(TEXTE DE L'EXERCICE)

<<<<

Ce volume comporte les réponses de la Mère aux questions des enfants de l’Ashram et des disciples, et ses commentaires sur son livre Éducation, et sur trois œuvres courtes de Sri Aurobindo : Les Éléments du Yoga, La Mère et Les Bases du Yoga.
Cet Entretien est basé sur le chapitre II de Les Bases du Yoga, « Foi, Aspiration, Soumission ».
Qu’est-ce que ça veut dire exactement : « ... dans le yoga, c’est de la victoire intérieure que sort la conquête extérieure » ?
Oui. D’abord, il faut obtenir la conscience vraie, être en rapport avec le Divin et Le laisser gouverner votre action; et alors, vous pouvez agir sur les circonstances extérieures, sur les actions, même, et surmonter les difficultés extérieures. Il faut d’abord avoir l’expérience intérieure avant d’espérer pouvoir [...24 ] quelque chose d’extérieur. Au fond, tout est basé sur une prise de conscience de la Conscience divine; et à moins que ça ne soit fait, tout le reste est incertain. Rien ne peut être établi d’une façon permanente. C’est seulement quand on a pris conscience; alors on peut suivre son chemin d’une façon rapide, sans crainte. Autrement il y a toujours... on risque toujours de se tromper, d’aller sur un faux chemin.
Douce Mère, que veut dire « l’équilibre psychique » ?
L’équilibre psychique, cela veut dire l’équilibre de l’être, qui provient du fait que le psychique, qui gouverne les mouvements de l’être, est le maître de tous les mouvements de la conscience. Le psychique est toujours en équilibre. Alors, quand il est actif et qu’il gouverne l’être, il amène forcément l’équilibre.
Mère, la dernière fois, il y avait écrit : « Peu importe quels défauts vous pouvez avoir dans votre nature; la seule chose qui importe est que vous vous gardiez ouvert à la Force. » Mère, si on a des défauts, comment est-ce qu’on peut s’ouvrir à la Force?
Je crois que tout le monde a des défauts. Alors s’il ne fallait pas avoir de défauts pour s’ouvrir, personne ne pourrait s’ouvrir. On a toujours des défauts en commençant. On n’est pas fait d’un seul morceau. C’est surtout ça. Il y a dans l’être beaucoup de parties différentes, qui sont quelquefois tout à fait indépendantes les unes des autres, et qui prennent possession de la conscience presque à tour de rôle, et quelquefois même dans un ordre tout à fait régulier. Alors, quand il y a dans l’être une partie qui est de bonne volonté, et qui a déjà une sorte de perception de ce que c’est que la Force divine, alors, n’est-ce pas, cela ouvre l’être et le met en rapport avec cette Force. Mais ce n’est pas toujours là. Il y a d’autres parties qui viennent en avant, qui ont des défauts, de mauvaises habitudes, et qui peuvent tout à fait voiler la conscience. Mais si l’on garde le souvenir de la partie qui était ouverte, on peut garder l’ouverture tout de même, bien qu’extérieurement la partie qui est là, active, ne soit pas particulièrement intéressée et qu’elle ne soit pas même capable de comprendre. Mais l’autre partie peut continuer à être ouverte et à recevoir la Force.

>>>>

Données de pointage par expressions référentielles
<<<<

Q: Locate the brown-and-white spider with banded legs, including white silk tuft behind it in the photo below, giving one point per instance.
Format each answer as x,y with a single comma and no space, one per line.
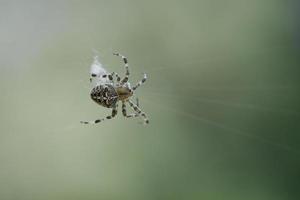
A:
107,92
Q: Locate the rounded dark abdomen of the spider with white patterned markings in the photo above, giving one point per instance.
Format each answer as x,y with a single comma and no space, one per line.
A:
105,95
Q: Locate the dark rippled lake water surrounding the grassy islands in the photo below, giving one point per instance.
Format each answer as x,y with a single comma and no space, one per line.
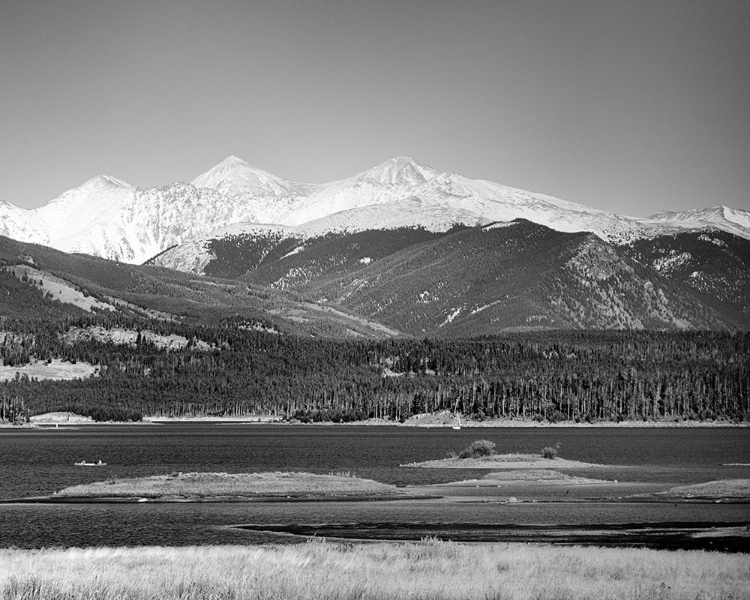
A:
39,462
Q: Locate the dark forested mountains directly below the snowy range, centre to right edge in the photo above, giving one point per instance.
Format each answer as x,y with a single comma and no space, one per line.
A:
471,281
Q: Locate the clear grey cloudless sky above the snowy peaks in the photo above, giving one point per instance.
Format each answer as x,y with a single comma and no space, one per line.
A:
628,106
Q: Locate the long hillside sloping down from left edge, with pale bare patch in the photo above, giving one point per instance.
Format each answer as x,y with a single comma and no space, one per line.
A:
148,292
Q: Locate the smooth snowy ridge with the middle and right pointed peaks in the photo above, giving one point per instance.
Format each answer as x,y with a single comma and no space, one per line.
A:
404,192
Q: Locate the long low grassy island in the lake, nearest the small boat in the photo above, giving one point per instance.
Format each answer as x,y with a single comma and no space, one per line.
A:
217,485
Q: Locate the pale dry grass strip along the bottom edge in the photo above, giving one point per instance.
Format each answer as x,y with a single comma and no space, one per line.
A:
319,570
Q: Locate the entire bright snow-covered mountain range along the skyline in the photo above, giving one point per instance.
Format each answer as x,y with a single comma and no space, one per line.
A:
110,218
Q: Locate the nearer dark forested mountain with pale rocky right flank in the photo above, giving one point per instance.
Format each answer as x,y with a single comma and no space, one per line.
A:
485,280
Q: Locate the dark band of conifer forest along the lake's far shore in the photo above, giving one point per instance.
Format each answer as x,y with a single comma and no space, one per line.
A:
551,375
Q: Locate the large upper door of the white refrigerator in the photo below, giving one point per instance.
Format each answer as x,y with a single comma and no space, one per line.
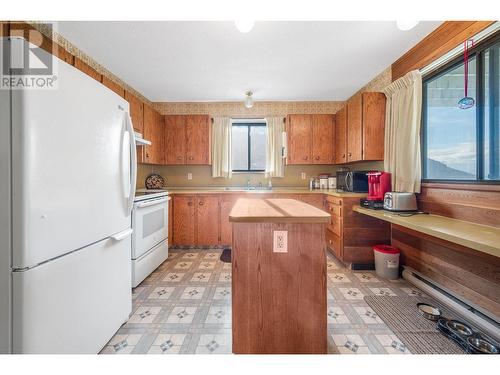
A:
71,167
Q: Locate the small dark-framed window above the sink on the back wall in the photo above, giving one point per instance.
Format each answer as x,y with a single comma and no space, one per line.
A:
248,147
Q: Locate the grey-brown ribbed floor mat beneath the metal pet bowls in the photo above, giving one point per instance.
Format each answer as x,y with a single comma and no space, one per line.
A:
419,334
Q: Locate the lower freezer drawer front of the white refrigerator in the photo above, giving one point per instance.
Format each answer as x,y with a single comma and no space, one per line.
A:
73,304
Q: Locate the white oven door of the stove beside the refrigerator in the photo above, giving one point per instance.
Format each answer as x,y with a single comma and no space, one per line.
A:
150,224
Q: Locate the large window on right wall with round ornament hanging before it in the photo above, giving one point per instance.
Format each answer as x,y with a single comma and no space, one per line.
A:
463,144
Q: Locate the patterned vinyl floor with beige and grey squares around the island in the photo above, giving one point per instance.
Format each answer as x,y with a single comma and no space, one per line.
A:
184,306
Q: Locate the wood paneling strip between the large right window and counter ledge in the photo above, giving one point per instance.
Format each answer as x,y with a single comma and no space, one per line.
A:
476,203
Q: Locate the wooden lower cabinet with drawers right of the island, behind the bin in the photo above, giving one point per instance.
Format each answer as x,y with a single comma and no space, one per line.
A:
350,236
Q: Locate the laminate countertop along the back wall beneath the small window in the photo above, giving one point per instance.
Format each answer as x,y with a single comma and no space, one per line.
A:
284,190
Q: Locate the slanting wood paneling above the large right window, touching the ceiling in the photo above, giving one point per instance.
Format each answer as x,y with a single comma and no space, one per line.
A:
442,40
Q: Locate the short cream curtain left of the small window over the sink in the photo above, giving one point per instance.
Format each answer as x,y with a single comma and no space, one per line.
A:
221,147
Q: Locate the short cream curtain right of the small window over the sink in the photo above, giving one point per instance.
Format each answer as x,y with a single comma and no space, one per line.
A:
274,146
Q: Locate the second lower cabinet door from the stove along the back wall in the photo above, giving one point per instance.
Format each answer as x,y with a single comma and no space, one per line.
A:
207,220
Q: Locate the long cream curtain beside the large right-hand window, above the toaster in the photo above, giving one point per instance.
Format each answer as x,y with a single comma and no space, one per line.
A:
402,132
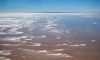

>>>>

Recopiez mot pour mot, s'il vous plaît, tout ce qui va de « L’équilibre psychique, cela » jusqu'à « à la Force? » dans l'entretien sur le yoga reproduit plus haut.

(RÉPONSE ATTENDUE)
L’équilibre psychique, cela veut dire l’équilibre de l’être, qui provient du fait que le psychique, qui gouverne les mouvements de l’être, est le maître de tous les mouvements de la conscience. Le psychique est toujours en équilibre. Alors, quand il est actif et qu’il gouverne l’être, il amène forcément l’équilibre.
Mère, la dernière fois, il y avait écrit : « Peu importe quels défauts vous pouvez avoir dans votre nature; la seule chose qui importe est que vous vous gardiez ouvert à la Force. » Mère, si on a des défauts, comment est-ce qu’on peut s’ouvrir à la Force?